▸ **Your instructions**:
Copy the line containing "Find the beige", then all lines after it up to and including the final line of the material, exactly and without additions.

▸ **Listed entries**:

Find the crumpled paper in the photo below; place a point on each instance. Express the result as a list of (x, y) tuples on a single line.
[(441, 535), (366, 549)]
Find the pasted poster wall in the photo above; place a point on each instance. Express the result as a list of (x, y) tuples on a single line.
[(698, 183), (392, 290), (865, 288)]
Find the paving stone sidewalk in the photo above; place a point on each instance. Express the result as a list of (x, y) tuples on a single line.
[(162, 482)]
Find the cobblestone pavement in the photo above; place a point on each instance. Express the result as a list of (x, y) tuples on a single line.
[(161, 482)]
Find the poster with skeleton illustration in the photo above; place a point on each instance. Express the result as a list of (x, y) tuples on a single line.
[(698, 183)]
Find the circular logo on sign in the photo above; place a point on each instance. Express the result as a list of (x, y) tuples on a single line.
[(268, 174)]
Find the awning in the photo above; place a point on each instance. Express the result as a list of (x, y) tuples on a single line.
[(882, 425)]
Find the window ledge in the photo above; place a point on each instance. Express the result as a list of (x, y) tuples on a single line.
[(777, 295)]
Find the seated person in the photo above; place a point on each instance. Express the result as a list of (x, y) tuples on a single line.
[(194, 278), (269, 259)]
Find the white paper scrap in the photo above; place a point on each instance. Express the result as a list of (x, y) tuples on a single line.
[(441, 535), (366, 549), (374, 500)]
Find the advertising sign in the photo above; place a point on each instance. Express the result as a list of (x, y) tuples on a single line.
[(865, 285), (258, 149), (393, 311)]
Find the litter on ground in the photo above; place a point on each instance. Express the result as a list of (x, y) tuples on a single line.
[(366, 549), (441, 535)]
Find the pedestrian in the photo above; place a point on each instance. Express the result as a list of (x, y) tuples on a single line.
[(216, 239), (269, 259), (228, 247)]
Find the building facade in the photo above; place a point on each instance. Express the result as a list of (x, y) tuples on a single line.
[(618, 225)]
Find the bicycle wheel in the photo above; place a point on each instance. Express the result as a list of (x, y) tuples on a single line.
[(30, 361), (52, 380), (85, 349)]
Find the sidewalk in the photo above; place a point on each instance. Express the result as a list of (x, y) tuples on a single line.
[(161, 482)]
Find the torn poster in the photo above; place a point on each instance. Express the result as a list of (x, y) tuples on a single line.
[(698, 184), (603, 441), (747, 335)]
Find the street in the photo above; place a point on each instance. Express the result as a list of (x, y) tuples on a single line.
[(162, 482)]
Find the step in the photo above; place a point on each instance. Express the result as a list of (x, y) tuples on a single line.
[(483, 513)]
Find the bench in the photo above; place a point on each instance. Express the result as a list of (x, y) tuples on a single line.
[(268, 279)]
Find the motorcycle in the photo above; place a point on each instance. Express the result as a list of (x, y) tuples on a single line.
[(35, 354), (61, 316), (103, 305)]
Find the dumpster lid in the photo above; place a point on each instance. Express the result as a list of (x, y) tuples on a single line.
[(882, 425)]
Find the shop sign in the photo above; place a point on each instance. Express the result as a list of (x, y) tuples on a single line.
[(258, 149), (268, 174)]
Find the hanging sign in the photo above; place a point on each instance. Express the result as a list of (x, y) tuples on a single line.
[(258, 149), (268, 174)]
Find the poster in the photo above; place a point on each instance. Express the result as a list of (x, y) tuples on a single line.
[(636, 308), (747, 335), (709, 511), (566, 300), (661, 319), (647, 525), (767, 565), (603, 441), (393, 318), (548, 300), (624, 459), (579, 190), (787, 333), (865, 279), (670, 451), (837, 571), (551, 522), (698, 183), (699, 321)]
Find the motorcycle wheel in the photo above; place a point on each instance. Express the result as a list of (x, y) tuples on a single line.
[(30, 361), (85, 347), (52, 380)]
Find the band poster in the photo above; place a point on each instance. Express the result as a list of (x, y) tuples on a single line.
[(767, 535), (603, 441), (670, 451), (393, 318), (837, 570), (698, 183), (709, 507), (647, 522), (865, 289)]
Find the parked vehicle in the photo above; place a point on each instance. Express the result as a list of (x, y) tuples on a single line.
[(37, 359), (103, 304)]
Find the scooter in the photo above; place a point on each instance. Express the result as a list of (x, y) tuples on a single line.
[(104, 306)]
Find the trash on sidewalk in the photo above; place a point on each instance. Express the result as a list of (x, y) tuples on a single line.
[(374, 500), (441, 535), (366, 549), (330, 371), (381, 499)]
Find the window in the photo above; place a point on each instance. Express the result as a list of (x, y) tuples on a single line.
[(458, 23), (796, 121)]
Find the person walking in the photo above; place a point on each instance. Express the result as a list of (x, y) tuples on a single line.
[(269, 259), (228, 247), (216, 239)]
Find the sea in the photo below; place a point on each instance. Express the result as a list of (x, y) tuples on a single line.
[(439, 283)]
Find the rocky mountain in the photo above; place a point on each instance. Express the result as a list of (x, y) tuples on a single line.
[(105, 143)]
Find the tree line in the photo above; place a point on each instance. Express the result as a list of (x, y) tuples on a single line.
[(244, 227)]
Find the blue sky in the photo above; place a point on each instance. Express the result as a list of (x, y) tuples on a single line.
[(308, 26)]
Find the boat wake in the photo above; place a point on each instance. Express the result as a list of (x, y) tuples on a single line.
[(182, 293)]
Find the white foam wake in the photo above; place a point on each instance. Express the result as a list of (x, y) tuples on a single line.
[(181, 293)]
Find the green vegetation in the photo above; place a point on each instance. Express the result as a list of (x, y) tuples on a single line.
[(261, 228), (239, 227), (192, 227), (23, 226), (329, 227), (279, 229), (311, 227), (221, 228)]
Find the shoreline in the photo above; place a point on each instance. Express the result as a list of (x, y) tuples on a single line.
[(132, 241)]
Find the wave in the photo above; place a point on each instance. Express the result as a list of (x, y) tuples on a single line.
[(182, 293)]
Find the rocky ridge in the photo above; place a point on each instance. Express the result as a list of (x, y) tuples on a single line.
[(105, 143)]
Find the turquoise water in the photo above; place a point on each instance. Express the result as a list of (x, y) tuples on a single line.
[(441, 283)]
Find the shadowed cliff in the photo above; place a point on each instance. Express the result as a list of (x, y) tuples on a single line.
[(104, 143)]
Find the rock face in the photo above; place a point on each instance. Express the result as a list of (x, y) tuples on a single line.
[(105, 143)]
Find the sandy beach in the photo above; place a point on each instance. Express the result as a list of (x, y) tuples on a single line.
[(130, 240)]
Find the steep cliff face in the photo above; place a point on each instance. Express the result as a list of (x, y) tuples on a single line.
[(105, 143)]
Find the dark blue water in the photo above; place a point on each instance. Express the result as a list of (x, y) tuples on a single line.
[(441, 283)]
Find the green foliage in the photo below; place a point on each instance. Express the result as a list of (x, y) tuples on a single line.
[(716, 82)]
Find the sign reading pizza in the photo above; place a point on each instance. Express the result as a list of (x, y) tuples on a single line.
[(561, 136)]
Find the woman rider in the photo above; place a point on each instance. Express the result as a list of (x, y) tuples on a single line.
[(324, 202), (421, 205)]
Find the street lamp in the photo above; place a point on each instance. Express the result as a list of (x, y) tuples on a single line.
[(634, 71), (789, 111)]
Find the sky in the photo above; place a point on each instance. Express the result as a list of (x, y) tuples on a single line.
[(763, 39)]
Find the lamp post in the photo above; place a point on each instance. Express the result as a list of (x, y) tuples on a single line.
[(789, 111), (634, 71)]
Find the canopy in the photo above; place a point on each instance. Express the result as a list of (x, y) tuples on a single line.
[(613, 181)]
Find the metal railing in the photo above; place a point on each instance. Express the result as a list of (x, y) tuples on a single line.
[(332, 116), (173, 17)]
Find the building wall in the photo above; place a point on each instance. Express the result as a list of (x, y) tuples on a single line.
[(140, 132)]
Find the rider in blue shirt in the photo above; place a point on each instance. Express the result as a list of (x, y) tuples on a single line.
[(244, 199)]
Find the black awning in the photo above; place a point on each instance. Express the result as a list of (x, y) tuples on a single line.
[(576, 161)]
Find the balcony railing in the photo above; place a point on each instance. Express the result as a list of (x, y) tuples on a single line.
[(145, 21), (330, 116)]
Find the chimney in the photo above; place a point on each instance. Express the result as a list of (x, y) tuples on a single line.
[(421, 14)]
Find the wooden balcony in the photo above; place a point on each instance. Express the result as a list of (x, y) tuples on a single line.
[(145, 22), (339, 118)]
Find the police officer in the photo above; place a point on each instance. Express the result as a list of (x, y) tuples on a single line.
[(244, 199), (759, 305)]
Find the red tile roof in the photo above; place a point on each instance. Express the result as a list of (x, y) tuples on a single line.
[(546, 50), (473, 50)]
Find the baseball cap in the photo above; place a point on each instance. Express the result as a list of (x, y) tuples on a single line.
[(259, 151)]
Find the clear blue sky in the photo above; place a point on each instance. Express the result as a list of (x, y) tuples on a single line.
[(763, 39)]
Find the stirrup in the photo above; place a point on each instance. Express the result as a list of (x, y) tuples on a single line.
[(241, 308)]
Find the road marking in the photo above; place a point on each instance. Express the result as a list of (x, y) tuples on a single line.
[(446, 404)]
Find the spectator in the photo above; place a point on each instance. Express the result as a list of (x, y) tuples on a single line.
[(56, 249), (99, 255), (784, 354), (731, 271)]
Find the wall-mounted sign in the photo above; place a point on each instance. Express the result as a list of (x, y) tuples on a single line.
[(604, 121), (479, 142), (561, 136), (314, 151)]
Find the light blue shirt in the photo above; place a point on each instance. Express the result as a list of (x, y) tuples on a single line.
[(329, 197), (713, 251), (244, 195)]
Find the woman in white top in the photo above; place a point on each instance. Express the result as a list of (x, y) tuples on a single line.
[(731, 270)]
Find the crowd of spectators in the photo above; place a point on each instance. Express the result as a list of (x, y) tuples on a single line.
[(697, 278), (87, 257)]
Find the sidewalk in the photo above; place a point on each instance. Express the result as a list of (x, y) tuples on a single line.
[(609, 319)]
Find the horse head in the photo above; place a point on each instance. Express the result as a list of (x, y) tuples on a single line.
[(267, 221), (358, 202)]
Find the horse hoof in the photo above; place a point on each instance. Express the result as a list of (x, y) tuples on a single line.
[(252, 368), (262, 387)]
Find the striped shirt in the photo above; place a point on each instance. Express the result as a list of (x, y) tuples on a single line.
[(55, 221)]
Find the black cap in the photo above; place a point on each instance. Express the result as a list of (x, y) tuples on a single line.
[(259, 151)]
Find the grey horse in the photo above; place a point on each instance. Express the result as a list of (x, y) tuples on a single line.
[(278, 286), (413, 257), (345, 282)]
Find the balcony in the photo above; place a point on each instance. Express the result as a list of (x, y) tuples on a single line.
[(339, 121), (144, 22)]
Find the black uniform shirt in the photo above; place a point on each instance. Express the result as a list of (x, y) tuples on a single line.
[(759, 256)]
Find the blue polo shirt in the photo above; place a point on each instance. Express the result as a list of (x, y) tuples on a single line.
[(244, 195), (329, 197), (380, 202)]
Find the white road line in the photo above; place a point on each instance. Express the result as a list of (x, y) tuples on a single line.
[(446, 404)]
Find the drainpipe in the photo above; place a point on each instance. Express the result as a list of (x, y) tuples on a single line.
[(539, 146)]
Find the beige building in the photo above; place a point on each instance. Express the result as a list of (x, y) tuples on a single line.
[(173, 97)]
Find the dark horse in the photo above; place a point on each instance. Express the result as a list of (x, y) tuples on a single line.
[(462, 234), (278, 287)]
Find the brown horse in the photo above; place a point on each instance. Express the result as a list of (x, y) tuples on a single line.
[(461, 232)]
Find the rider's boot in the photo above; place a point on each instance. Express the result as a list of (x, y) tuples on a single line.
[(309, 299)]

▸ **In response**:
Find the beige building in the photo above; place a point on each instance. Express the result as a list of (x, y) tuples on a single line.
[(173, 97)]
Find the dark horse in the photo above; place a point on each instance. Express the result as a list of (x, y) tuples on a single line.
[(462, 234), (278, 287)]
Find the brown horse in the photo above; place a point on each instance. Express the result as a list of (x, y) tuples on a single line.
[(461, 232)]
Find the rider's boot in the photo above; place a point on each instance. Express the result as a list of (x, y) tuples on a single line.
[(309, 299)]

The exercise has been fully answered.